### Work required
Set out exactly, line by line, the stretch of data below that begins at the line containing "For each <instance> block, the" and ends at the line containing "positive clicks: (70, 74) (78, 75) (79, 75)", with both ends kept.
====== Supplied records
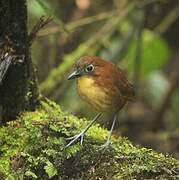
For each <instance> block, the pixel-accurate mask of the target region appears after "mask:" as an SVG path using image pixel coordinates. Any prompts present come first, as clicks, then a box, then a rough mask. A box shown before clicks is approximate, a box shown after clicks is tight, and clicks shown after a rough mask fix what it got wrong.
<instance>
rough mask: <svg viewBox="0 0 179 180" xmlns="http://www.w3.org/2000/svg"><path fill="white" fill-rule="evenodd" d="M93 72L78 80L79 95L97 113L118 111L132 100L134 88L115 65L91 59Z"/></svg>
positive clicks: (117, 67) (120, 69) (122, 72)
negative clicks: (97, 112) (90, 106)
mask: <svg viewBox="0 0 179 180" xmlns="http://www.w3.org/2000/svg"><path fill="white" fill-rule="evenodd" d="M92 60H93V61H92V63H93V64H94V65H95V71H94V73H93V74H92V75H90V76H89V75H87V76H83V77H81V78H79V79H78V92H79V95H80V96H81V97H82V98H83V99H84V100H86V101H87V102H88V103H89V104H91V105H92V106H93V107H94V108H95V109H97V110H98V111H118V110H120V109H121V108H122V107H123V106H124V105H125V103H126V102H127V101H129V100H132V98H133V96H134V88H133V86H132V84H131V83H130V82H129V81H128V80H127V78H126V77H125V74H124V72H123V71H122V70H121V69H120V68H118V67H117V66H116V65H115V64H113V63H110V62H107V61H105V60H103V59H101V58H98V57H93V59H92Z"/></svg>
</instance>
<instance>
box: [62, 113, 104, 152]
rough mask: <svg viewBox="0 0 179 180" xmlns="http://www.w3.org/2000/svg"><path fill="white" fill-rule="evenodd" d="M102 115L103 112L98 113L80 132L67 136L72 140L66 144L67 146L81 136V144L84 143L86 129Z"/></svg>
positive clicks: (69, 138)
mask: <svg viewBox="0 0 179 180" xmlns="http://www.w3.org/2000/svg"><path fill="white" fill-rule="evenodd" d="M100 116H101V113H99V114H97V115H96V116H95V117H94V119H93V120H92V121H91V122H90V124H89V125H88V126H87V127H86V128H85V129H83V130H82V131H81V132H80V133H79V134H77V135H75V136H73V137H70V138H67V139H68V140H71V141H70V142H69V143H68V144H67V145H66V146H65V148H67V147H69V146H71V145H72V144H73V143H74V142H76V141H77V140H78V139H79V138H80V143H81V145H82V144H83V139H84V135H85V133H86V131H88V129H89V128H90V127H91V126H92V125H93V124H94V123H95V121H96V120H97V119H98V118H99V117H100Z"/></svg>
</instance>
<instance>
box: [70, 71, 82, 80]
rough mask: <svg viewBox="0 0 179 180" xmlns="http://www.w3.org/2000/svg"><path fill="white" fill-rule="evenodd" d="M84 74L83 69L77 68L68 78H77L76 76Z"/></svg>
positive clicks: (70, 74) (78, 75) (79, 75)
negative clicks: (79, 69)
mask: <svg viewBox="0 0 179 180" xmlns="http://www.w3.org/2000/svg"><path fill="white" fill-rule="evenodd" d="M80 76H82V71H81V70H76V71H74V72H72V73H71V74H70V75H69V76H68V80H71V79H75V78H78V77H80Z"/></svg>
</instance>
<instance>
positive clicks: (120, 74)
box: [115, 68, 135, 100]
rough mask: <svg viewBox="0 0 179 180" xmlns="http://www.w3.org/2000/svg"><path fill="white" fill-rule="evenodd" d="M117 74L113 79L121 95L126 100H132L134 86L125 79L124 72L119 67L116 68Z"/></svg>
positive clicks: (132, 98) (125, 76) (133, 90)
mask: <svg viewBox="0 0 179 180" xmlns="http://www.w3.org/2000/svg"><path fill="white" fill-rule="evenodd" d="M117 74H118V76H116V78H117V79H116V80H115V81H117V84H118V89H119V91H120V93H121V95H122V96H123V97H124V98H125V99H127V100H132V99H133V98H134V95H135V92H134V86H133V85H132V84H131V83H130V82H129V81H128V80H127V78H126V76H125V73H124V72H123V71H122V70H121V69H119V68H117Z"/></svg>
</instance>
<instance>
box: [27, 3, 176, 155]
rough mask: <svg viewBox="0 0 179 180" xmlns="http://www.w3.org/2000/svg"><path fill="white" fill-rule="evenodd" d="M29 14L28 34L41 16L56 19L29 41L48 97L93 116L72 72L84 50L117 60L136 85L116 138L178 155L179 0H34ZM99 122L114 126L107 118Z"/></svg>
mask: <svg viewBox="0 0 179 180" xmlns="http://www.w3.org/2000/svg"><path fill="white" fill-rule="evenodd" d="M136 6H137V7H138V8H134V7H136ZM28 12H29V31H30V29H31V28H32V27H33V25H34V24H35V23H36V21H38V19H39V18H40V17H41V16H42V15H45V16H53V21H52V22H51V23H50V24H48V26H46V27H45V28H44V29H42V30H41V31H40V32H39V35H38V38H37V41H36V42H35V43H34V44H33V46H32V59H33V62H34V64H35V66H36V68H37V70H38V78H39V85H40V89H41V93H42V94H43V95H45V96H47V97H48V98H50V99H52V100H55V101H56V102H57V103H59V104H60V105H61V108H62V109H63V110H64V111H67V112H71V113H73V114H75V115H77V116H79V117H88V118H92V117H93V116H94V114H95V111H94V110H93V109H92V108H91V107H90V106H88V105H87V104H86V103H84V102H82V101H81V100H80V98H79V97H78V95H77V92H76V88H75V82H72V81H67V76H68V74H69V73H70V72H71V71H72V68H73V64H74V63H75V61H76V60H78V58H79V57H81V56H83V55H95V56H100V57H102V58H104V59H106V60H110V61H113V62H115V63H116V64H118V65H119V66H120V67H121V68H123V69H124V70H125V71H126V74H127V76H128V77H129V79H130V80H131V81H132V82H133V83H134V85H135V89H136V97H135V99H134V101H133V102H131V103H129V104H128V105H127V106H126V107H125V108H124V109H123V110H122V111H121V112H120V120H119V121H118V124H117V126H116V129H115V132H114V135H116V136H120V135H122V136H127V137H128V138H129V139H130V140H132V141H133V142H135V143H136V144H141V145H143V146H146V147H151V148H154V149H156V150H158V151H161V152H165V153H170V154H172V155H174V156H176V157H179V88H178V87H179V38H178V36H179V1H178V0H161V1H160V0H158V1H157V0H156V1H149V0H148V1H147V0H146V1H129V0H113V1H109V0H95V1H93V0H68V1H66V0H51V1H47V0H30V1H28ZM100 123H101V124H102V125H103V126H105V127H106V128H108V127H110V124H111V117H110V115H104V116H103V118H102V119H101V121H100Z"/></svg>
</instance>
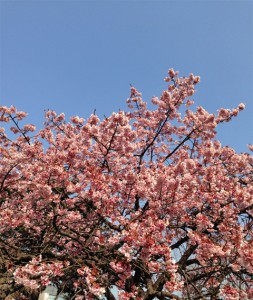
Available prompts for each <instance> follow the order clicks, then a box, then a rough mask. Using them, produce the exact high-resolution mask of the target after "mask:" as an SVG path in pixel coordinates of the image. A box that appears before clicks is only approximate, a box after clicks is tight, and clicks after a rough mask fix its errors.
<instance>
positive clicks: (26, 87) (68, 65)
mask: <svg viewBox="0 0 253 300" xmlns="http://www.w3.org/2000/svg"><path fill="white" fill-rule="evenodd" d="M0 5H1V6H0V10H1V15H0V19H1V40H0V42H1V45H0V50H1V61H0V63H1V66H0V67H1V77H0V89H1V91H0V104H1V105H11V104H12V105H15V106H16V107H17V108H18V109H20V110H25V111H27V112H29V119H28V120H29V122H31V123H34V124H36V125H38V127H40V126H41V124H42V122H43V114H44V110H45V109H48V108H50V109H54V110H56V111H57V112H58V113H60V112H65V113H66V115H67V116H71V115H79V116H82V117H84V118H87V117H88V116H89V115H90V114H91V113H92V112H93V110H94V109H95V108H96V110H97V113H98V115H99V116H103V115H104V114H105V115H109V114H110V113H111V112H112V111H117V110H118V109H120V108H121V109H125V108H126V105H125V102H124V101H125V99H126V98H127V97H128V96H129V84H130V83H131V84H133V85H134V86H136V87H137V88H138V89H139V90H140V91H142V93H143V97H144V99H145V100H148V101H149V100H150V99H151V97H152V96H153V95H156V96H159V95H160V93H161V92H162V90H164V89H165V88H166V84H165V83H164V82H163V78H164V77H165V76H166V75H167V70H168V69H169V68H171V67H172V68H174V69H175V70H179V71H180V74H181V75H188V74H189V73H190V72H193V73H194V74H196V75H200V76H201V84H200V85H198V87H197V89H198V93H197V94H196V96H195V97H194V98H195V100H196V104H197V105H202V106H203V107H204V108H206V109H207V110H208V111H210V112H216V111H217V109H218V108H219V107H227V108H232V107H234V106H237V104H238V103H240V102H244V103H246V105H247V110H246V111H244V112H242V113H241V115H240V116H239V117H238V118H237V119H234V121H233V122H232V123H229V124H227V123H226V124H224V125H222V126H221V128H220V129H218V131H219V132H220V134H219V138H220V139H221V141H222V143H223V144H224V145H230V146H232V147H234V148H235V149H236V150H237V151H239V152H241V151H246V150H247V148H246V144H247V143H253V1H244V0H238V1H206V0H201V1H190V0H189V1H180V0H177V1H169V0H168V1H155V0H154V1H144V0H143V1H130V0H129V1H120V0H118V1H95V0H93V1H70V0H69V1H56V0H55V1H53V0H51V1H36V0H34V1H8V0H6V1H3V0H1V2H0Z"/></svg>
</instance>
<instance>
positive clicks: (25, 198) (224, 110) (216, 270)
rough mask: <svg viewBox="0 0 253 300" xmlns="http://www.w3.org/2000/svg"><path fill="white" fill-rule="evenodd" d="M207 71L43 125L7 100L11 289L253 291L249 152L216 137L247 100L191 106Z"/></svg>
============
====== Supplied records
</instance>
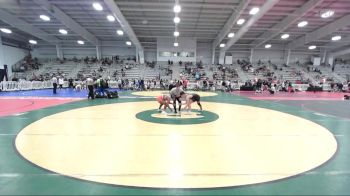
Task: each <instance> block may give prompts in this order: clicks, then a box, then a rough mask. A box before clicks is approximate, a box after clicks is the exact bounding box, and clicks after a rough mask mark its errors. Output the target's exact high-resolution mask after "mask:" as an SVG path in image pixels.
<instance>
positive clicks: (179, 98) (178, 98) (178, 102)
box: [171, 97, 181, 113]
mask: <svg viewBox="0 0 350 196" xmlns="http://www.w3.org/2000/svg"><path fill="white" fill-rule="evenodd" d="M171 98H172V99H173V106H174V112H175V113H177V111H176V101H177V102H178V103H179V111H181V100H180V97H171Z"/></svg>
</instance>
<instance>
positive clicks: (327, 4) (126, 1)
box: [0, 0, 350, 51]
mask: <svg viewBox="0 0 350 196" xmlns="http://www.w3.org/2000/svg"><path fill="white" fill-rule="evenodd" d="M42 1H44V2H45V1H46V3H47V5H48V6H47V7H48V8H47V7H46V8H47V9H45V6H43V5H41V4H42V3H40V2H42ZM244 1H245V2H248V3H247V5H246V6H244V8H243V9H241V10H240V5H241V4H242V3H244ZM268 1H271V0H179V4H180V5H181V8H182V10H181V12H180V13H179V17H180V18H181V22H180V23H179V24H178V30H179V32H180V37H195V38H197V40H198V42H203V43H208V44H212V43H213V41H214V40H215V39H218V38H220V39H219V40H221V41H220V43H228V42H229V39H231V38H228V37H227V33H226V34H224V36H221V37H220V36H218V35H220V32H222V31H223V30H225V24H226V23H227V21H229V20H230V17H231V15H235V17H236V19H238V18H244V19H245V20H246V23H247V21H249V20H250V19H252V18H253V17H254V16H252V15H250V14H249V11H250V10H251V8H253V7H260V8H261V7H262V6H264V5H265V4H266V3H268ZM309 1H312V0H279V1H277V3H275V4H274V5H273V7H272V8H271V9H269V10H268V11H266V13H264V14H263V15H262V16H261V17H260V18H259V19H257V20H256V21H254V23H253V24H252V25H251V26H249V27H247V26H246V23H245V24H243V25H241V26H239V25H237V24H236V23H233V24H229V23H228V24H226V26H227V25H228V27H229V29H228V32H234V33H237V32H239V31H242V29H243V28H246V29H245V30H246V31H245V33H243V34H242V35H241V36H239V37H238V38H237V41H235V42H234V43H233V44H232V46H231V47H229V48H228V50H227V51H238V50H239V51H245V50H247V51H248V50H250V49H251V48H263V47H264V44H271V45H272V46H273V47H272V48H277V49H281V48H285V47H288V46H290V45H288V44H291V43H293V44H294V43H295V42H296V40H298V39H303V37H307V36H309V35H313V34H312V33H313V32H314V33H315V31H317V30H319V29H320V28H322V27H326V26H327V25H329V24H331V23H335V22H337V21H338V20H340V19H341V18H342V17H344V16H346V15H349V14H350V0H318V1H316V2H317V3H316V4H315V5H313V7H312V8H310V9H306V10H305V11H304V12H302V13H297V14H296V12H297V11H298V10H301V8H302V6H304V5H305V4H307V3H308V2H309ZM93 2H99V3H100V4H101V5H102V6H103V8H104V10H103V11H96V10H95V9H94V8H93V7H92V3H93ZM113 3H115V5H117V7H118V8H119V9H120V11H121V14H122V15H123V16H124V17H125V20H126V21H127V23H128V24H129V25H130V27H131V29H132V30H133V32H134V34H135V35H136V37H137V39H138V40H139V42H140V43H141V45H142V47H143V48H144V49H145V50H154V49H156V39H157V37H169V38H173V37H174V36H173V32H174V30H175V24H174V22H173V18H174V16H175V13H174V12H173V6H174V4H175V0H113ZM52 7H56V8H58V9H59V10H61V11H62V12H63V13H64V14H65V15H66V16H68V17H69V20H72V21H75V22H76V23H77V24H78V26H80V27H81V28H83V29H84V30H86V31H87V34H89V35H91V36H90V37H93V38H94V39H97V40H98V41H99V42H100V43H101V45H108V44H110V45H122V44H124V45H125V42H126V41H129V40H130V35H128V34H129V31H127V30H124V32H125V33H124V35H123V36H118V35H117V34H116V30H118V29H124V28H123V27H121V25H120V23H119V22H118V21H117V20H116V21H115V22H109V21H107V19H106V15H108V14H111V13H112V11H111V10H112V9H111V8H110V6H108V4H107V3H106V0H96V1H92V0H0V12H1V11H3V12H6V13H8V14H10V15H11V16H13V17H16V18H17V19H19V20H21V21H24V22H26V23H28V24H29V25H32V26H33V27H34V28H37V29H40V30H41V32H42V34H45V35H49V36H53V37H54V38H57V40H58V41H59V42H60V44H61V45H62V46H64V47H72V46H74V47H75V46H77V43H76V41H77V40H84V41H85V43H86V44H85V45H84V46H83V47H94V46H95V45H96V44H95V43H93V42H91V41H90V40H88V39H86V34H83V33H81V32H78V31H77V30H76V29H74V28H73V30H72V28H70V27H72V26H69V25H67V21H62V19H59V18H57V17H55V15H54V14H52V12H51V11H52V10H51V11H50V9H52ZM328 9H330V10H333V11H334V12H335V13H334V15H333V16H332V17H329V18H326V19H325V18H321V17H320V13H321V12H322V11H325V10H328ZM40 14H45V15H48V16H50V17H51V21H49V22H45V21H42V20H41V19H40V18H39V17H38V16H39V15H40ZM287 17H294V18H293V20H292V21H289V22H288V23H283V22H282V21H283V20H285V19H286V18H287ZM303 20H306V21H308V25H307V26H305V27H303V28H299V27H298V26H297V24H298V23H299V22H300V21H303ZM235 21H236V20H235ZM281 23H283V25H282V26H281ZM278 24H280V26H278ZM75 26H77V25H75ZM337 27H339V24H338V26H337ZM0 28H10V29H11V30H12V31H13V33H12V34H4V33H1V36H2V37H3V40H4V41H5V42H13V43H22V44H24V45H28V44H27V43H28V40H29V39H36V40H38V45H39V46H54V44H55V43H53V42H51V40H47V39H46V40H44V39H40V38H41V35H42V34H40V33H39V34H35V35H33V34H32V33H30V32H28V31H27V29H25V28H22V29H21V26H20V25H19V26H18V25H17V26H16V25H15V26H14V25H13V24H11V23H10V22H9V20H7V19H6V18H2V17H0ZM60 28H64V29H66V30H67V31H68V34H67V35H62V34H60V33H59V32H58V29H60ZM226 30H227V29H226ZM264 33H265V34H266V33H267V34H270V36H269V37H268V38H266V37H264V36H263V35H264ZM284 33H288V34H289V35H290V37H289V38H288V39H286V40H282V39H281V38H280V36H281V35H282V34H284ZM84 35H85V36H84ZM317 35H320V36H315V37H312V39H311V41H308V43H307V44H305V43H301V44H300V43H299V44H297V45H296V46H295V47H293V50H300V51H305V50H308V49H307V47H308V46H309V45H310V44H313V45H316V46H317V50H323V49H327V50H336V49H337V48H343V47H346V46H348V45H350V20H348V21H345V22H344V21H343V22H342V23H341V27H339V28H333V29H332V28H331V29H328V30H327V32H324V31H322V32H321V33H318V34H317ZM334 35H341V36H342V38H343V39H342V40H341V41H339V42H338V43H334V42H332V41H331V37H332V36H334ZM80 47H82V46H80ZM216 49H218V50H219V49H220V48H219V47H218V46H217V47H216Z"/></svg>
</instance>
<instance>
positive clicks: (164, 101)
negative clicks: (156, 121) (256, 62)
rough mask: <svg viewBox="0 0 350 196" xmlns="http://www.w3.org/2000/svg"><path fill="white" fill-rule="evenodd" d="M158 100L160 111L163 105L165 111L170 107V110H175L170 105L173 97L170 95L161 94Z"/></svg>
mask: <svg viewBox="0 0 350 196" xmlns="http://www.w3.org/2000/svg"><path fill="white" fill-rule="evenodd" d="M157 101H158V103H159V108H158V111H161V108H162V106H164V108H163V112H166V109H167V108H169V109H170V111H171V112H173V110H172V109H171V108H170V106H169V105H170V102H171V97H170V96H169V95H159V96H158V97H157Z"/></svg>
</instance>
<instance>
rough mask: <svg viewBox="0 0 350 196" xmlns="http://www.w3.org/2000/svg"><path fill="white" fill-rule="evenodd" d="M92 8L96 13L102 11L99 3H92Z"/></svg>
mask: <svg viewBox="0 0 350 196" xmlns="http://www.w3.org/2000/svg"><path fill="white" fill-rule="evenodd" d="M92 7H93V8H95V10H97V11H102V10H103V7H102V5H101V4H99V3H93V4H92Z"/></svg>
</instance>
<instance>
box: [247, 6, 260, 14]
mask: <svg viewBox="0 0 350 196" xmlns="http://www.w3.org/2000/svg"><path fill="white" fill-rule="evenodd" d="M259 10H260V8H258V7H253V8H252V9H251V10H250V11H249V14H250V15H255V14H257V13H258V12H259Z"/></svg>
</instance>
============
### Solution for this exercise
For each <instance> block, the pixel-accurate mask of the target region appears after "mask:" as an SVG path using image pixel coordinates. Any prompts present come first, as clicks, then a box, then a rough mask. A box shown before clicks is approximate, a box shown after clicks is tight, and clicks shown after a rough mask fix what it got wrong.
<instance>
rough mask: <svg viewBox="0 0 179 180" xmlns="http://www.w3.org/2000/svg"><path fill="white" fill-rule="evenodd" d="M93 72L78 80L79 95L97 113L118 111L132 100L134 88L115 65L91 59Z"/></svg>
positive clicks: (117, 67) (120, 69) (122, 72)
negative clicks: (97, 112) (90, 106)
mask: <svg viewBox="0 0 179 180" xmlns="http://www.w3.org/2000/svg"><path fill="white" fill-rule="evenodd" d="M92 60H93V61H92V63H93V64H94V65H95V71H94V73H93V74H92V75H90V76H89V75H87V76H83V77H81V78H79V79H78V92H79V95H80V96H81V97H82V98H83V99H84V100H86V101H87V102H88V103H89V104H91V105H92V106H93V107H94V108H95V109H97V110H98V111H118V110H120V109H121V108H122V107H123V106H124V105H125V103H126V102H127V101H129V100H132V98H133V96H134V88H133V86H132V84H131V83H130V82H129V81H128V80H127V78H126V77H125V74H124V72H123V71H122V70H121V69H120V68H118V67H117V66H116V65H115V64H113V63H110V62H107V61H105V60H103V59H101V58H98V57H93V59H92Z"/></svg>
</instance>
<instance>
box: [62, 113, 104, 152]
rough mask: <svg viewBox="0 0 179 180" xmlns="http://www.w3.org/2000/svg"><path fill="white" fill-rule="evenodd" d="M102 115L103 112L98 113L80 132L67 136L72 140L66 144L67 146L81 136V144L84 143L86 129Z"/></svg>
positive clicks: (69, 138)
mask: <svg viewBox="0 0 179 180" xmlns="http://www.w3.org/2000/svg"><path fill="white" fill-rule="evenodd" d="M100 116H101V113H99V114H97V115H96V116H95V117H94V119H93V120H92V121H91V122H90V124H89V125H88V126H87V127H86V128H85V129H83V130H82V131H81V132H80V133H79V134H77V135H75V136H73V137H70V138H67V139H68V140H71V141H70V142H69V143H68V144H67V145H66V146H65V148H67V147H69V146H71V145H72V144H73V143H74V142H76V141H77V140H78V139H79V138H80V143H81V145H82V144H83V139H84V135H85V133H86V131H88V129H89V128H90V127H91V126H92V125H93V124H94V123H95V121H96V120H97V119H98V118H99V117H100Z"/></svg>
</instance>
<instance>
box: [70, 71, 82, 80]
rough mask: <svg viewBox="0 0 179 180" xmlns="http://www.w3.org/2000/svg"><path fill="white" fill-rule="evenodd" d="M84 74L83 69L77 68L68 78H77L76 76Z"/></svg>
positive clicks: (70, 74) (78, 75) (79, 75)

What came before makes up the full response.